**Document segment:**
• • •

Precise calibration of short-lived radioactive material is essential for nuclear medicine and power plant applications. To deliver such calibrations on-demand, scientists in the NIST Radioactivity Group have developed secondary-standard ionization chambers that can rapidly and reliably calibrate gamma-ray emitting radionuclides commonly used in clinics and industry. These instruments are calibrated at NIST for 70+ of the most important radionuclides based on NIST primary standardization methods.
NIST maintains multiple ionization chambers to support heavily subscribed user demand for measurement assurance programs and calibrations and for ongoing research and development. The ionization chamber “A” maintains historic calibration factors for more than 70 radionuclides making it valuable both for delivering measurement services and for validating consistency of NIST standards over time. Meanwhile, ionization chamber “B”, also known as AutoIC, is a newer system with a robotic sample changer that can measure 100 samples in a programmable queue. The AutoIC is especially valuable for repeat measurements on batches of samples, reducing radiation exposure to personnel, and enabling advanced experimental design for half-life measurements and other studies.

• • •

(Dataset entries)
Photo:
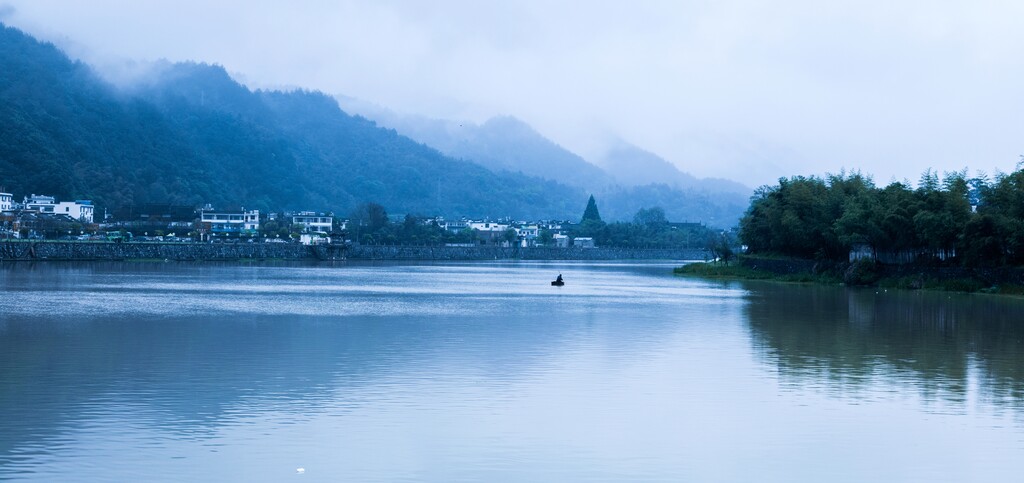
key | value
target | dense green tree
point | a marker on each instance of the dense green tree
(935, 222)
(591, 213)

• • •

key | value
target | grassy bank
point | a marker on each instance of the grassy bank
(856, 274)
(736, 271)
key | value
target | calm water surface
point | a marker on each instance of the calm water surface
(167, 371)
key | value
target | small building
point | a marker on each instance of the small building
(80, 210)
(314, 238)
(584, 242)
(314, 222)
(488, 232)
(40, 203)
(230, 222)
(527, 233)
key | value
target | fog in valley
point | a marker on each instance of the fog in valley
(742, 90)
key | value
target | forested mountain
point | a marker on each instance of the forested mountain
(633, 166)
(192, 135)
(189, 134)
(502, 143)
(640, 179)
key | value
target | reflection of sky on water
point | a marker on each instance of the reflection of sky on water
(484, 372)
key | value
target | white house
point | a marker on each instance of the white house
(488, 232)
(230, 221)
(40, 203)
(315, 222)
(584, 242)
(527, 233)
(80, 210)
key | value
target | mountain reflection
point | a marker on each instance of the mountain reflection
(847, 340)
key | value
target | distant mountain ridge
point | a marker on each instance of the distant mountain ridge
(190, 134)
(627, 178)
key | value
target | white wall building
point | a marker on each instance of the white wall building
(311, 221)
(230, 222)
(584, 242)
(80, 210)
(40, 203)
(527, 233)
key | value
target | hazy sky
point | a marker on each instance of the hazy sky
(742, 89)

• • •

**Problem statement:**
Continue the passage on NIST's ionization chambers for radionuclide calibration from where it stops.

**Response:**
NIST has developed radiation transport and interaction models of our ionization chambers to predict the response of the instruments to radionuclides based on their nuclear and atomic properties. These models are valuable for correcting response for radioactive impurities for which there are no standards, and for studying effects such as density and geometry on the response and understanding the physics processes, such as bremsstrahlung and pair production, that affect measurements.
In collaboration with NIST electrical metrology colleagues, we are developing a method to link ionization chamber radioactivity calibrations to SI-traceable currents, leading to reduced dependence on long-lived radioactive reference sources and improved measurements.
NIST also maintains a suite of off-the-shelf ionization chambers that are widely relied upon by radiopharmacies and clinics. We make unique contributions to the field by combining novel radiochemical source preparation methods with NIST primary standardization capabilities to study the best ways to translate accurate measurements into the field while avoiding biases.